=== The input ===
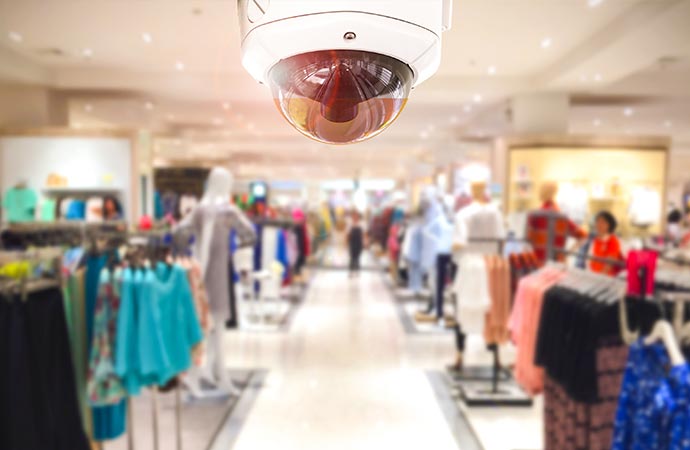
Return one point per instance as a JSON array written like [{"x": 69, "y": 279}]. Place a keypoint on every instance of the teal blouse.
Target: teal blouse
[{"x": 157, "y": 327}]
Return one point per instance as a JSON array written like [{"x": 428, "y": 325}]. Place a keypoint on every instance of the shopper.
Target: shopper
[
  {"x": 606, "y": 244},
  {"x": 355, "y": 244}
]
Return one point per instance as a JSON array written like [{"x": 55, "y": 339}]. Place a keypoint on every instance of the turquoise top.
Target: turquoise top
[
  {"x": 157, "y": 327},
  {"x": 20, "y": 204}
]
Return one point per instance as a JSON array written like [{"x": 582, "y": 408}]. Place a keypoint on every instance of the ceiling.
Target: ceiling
[{"x": 173, "y": 67}]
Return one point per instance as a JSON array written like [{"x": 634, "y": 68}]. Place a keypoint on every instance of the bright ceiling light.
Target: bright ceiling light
[{"x": 15, "y": 37}]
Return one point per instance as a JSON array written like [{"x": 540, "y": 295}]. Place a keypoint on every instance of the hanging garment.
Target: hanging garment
[
  {"x": 496, "y": 323},
  {"x": 472, "y": 292},
  {"x": 572, "y": 425},
  {"x": 178, "y": 319},
  {"x": 140, "y": 358},
  {"x": 75, "y": 309},
  {"x": 108, "y": 421},
  {"x": 524, "y": 326},
  {"x": 104, "y": 385},
  {"x": 653, "y": 410},
  {"x": 38, "y": 402}
]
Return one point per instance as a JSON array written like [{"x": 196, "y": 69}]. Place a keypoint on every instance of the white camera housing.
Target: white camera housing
[
  {"x": 407, "y": 30},
  {"x": 341, "y": 70}
]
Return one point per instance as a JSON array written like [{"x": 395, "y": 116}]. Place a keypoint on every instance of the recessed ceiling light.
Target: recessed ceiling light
[{"x": 15, "y": 37}]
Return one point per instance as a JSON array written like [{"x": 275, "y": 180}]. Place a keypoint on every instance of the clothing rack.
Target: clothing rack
[
  {"x": 109, "y": 231},
  {"x": 506, "y": 395}
]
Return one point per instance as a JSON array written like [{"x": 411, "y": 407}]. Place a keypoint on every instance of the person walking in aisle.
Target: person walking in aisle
[
  {"x": 606, "y": 244},
  {"x": 355, "y": 244}
]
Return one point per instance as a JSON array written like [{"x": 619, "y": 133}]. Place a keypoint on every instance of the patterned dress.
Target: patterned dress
[{"x": 104, "y": 386}]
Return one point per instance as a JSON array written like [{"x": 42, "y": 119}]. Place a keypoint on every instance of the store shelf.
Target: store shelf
[{"x": 104, "y": 190}]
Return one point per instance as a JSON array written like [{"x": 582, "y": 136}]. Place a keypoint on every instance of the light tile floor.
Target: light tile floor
[{"x": 346, "y": 376}]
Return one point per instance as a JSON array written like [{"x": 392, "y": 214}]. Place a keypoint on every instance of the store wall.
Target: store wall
[
  {"x": 31, "y": 107},
  {"x": 610, "y": 179},
  {"x": 86, "y": 162}
]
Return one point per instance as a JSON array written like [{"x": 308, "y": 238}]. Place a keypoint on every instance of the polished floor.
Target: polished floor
[{"x": 346, "y": 376}]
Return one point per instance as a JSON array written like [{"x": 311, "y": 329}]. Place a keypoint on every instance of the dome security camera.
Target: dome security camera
[{"x": 341, "y": 71}]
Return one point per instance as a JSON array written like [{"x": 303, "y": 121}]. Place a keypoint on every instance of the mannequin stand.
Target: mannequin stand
[{"x": 489, "y": 386}]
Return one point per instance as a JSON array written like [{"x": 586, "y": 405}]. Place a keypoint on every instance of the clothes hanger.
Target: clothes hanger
[{"x": 663, "y": 332}]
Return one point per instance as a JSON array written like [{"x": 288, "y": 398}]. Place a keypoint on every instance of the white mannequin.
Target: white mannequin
[{"x": 218, "y": 195}]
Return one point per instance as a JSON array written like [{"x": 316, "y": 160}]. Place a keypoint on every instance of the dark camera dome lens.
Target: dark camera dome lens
[{"x": 340, "y": 96}]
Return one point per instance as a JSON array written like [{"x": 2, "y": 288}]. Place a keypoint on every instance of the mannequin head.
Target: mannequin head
[
  {"x": 478, "y": 189},
  {"x": 549, "y": 191},
  {"x": 218, "y": 186}
]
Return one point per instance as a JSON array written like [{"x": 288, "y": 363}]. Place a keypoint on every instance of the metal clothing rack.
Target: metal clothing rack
[
  {"x": 471, "y": 381},
  {"x": 97, "y": 231}
]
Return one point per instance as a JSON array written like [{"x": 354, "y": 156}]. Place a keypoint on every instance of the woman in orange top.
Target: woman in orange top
[{"x": 606, "y": 244}]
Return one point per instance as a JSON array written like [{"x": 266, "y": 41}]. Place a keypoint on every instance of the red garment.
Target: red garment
[
  {"x": 548, "y": 224},
  {"x": 393, "y": 245},
  {"x": 638, "y": 260},
  {"x": 609, "y": 248}
]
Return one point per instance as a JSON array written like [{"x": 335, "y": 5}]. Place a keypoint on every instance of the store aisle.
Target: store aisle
[{"x": 344, "y": 377}]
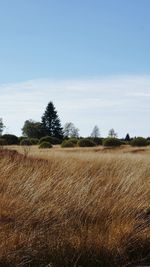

=== Exercise description ===
Can you write out everything from the line containing "the mannequin stand." down to the end of the records again, requests included, with each x and y coordinate in the answers multiplied by 2.1 and rounded to a whole number, halves going up? Keep the sample coordinates inside the requests unchanged, and leave the pictures out.

=== Result ===
Return one point per instance as a JSON array written like [{"x": 303, "y": 121}]. Place a keypoint on every instance of the mannequin stand.
Target: mannequin stand
[{"x": 1027, "y": 811}]
Return one point per instance as a JSON array written like [{"x": 586, "y": 405}]. Place a keypoint on every instance of the clothes hanger.
Target: clothes hanger
[{"x": 1392, "y": 697}]
Return one point per instance as a JSON array written like [{"x": 288, "y": 398}]. Place a keypoint on every instance of the white mannequin.
Target: white mannequin
[{"x": 458, "y": 410}]
Return one point per instance as a JSON array written like [{"x": 316, "y": 160}]. Place a keypoint on every instance of the dark camera dome lens.
Target: dark camera dome lens
[{"x": 714, "y": 202}]
Return one point per instance as a JSON array written like [{"x": 2, "y": 288}]. Place a keypoint on every instance of the mannequin head.
Target: mannequin head
[
  {"x": 1004, "y": 397},
  {"x": 1153, "y": 401},
  {"x": 458, "y": 391}
]
Return one point per instance as a JSON array written like [{"x": 288, "y": 363}]. Place a keypoint on every instance of the metal clothing rack.
Target: metal clothing rack
[
  {"x": 989, "y": 800},
  {"x": 204, "y": 485}
]
Return one point per instance as a JSON array written like [{"x": 354, "y": 156}]. Place a keypoint on every instance of the woman in orange top.
Target: woman in orange top
[{"x": 1273, "y": 512}]
Return one point per instance as a JSON array written like [{"x": 266, "y": 41}]. Place a keypoint on every instance of the red garment.
Target: red garment
[
  {"x": 1151, "y": 470},
  {"x": 825, "y": 515},
  {"x": 1340, "y": 546},
  {"x": 1279, "y": 521}
]
Return one point per instance as a JSON array written like [{"x": 335, "y": 5}]. Place a keypoint on every instance of the store aisle.
Target: store aisle
[{"x": 722, "y": 792}]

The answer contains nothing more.